Written instruction:
Extract the final stretch of the data: the line that contains "TASK = point to the drawer, one" and every line after it, unaltered, and no other lines.

Data for processing:
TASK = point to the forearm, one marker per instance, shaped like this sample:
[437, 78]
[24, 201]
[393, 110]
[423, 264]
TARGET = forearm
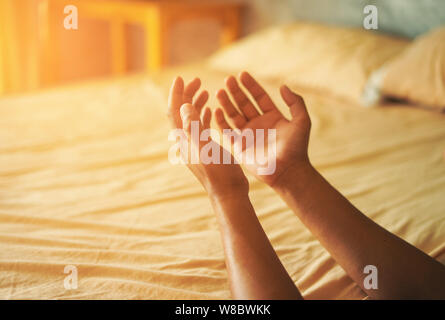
[255, 271]
[355, 241]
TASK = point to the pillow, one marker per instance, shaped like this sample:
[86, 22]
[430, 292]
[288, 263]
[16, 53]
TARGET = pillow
[333, 59]
[418, 74]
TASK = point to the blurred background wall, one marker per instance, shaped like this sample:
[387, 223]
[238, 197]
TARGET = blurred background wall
[85, 53]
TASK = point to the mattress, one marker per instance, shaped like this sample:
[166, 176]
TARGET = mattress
[85, 181]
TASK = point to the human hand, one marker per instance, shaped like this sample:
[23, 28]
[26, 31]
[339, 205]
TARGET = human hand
[219, 180]
[292, 136]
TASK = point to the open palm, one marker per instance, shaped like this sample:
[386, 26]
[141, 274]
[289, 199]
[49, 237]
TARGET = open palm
[292, 136]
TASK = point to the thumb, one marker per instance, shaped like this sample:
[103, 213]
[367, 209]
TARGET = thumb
[294, 101]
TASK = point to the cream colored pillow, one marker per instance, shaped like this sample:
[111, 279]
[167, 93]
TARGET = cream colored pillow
[418, 74]
[332, 59]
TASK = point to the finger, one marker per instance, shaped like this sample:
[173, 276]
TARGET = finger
[244, 104]
[258, 93]
[191, 89]
[206, 118]
[175, 101]
[189, 117]
[294, 101]
[201, 100]
[221, 120]
[238, 120]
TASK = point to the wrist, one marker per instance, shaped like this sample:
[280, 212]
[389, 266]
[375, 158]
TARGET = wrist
[296, 177]
[229, 194]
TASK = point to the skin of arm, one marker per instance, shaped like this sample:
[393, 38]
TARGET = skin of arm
[254, 270]
[353, 240]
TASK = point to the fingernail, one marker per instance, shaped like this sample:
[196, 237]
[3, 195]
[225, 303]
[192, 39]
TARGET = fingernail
[185, 112]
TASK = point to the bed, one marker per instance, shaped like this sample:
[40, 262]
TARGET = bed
[85, 181]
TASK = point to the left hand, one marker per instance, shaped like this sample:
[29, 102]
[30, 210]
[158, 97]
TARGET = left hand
[219, 180]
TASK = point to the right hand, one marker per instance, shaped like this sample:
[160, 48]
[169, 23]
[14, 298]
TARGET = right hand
[292, 136]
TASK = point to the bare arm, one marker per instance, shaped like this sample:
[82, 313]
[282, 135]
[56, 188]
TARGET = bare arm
[352, 239]
[255, 271]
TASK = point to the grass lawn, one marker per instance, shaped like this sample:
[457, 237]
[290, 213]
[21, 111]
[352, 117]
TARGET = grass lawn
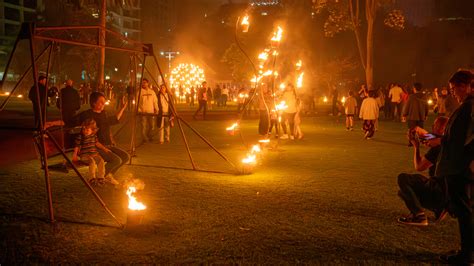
[330, 198]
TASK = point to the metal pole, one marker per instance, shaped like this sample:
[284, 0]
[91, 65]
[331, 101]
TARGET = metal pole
[178, 120]
[102, 35]
[56, 144]
[4, 77]
[134, 122]
[43, 153]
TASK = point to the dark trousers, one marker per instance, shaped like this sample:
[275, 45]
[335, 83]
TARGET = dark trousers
[290, 117]
[415, 123]
[274, 123]
[369, 128]
[460, 206]
[419, 192]
[203, 107]
[263, 124]
[115, 159]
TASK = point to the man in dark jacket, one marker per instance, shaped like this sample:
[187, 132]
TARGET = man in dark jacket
[32, 95]
[416, 108]
[69, 103]
[455, 164]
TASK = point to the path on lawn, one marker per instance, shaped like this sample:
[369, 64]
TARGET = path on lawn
[331, 197]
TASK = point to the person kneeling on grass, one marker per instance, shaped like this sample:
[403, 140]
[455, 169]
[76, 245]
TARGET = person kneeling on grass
[86, 145]
[419, 191]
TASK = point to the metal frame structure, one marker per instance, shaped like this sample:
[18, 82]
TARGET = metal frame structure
[33, 34]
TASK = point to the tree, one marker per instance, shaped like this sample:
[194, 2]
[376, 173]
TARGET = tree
[346, 14]
[241, 68]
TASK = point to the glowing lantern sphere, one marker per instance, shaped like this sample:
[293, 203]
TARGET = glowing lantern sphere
[187, 76]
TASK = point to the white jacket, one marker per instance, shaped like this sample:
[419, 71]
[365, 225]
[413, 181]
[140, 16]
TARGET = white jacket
[148, 101]
[369, 110]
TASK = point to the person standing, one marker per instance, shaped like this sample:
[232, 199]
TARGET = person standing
[224, 95]
[148, 107]
[289, 96]
[395, 95]
[415, 110]
[455, 164]
[165, 115]
[202, 100]
[350, 106]
[369, 112]
[32, 95]
[117, 157]
[69, 103]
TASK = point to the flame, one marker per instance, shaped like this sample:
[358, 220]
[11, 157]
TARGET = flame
[277, 35]
[267, 73]
[256, 149]
[263, 56]
[250, 159]
[245, 23]
[133, 204]
[299, 81]
[299, 64]
[233, 127]
[281, 106]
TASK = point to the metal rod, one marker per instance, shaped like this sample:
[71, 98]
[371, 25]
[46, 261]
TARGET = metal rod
[20, 80]
[39, 109]
[90, 45]
[207, 142]
[134, 125]
[173, 110]
[56, 144]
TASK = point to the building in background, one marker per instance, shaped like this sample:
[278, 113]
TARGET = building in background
[12, 14]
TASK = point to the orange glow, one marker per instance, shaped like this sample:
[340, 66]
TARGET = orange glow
[133, 204]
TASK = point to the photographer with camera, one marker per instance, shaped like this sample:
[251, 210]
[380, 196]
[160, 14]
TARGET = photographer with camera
[416, 190]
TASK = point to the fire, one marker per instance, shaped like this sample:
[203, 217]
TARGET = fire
[250, 159]
[299, 64]
[245, 23]
[281, 106]
[133, 204]
[233, 127]
[277, 35]
[267, 73]
[263, 56]
[187, 76]
[299, 81]
[256, 149]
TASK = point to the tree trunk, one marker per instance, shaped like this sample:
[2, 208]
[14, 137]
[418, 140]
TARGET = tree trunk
[370, 15]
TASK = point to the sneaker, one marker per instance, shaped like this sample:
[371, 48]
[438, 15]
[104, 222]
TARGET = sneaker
[440, 215]
[419, 220]
[110, 178]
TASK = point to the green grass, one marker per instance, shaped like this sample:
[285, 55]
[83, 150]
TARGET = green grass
[330, 198]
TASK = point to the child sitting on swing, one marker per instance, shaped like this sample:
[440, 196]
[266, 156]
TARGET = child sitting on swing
[86, 145]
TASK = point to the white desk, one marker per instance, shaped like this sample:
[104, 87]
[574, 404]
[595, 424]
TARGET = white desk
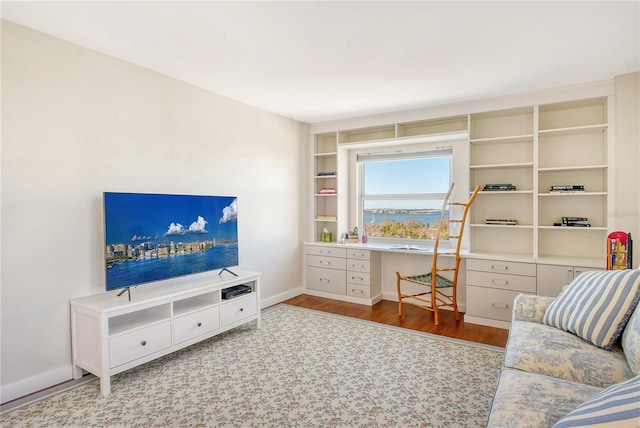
[486, 286]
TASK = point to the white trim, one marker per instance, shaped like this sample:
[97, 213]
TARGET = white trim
[36, 383]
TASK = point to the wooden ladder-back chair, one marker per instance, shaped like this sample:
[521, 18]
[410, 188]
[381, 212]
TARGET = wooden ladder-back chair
[433, 298]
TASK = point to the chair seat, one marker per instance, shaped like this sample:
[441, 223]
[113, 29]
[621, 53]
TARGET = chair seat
[441, 282]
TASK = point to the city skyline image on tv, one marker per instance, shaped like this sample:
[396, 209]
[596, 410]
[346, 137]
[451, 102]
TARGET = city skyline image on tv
[153, 237]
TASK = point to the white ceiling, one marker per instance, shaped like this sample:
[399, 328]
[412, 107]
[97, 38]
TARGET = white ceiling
[318, 61]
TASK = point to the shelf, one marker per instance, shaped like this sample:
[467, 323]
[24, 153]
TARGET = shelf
[572, 168]
[503, 226]
[506, 192]
[503, 166]
[509, 139]
[592, 228]
[600, 127]
[572, 194]
[144, 318]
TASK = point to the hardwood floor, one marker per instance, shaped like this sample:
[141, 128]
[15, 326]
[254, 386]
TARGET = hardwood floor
[386, 312]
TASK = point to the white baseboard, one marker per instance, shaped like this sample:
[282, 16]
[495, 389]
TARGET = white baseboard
[35, 384]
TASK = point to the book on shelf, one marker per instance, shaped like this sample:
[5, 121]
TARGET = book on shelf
[325, 217]
[498, 187]
[567, 188]
[619, 251]
[508, 222]
[573, 222]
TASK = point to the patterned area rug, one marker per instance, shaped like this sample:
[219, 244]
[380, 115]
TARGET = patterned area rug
[302, 368]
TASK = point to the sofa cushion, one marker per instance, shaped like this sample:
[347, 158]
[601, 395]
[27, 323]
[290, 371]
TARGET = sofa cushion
[530, 400]
[613, 407]
[631, 341]
[596, 305]
[541, 349]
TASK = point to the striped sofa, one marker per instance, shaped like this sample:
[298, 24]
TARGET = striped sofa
[573, 360]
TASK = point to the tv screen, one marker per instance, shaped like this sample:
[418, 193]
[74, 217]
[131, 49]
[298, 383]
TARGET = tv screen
[154, 237]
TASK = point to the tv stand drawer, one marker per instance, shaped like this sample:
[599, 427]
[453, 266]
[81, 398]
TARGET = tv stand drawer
[196, 324]
[139, 343]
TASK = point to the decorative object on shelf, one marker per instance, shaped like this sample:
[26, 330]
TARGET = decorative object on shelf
[502, 187]
[619, 251]
[507, 222]
[352, 237]
[325, 217]
[573, 222]
[567, 188]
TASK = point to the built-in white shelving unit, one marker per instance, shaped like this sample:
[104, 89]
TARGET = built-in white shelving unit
[565, 141]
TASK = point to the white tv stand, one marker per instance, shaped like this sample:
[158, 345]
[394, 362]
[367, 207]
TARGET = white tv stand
[111, 334]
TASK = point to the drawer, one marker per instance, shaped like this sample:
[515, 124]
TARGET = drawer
[198, 323]
[139, 343]
[353, 253]
[358, 291]
[326, 251]
[327, 262]
[514, 268]
[238, 308]
[360, 278]
[358, 265]
[329, 280]
[490, 303]
[525, 284]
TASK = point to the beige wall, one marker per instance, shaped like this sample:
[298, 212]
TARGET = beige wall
[76, 123]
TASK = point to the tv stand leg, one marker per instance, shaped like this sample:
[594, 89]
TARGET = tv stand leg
[105, 386]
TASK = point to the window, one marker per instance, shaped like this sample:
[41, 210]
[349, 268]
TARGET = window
[401, 194]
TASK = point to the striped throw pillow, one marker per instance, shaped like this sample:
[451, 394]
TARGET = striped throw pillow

Finished task:
TASK = point to the drawer, one marker per instance, shaped like this sample:
[515, 124]
TARGET = drawer
[198, 323]
[139, 343]
[353, 253]
[358, 291]
[326, 251]
[327, 262]
[514, 268]
[238, 308]
[360, 278]
[358, 265]
[329, 280]
[490, 303]
[525, 284]
TASK = point to the beige wall, one marker per instance, shaped like this sample:
[298, 212]
TARGET = beige wall
[76, 123]
TASK = point to the tv stand leg, one marker per instance, shaped like this sample:
[594, 89]
TARGET = tv stand leg
[105, 386]
TASK = point to the window, one marker per instance, shaped like this sample:
[41, 210]
[349, 268]
TARGET = window
[401, 194]
TASK = point to the striped throw pillow, one marker per instance, shaped like this sample:
[451, 394]
TARGET = striped throw pillow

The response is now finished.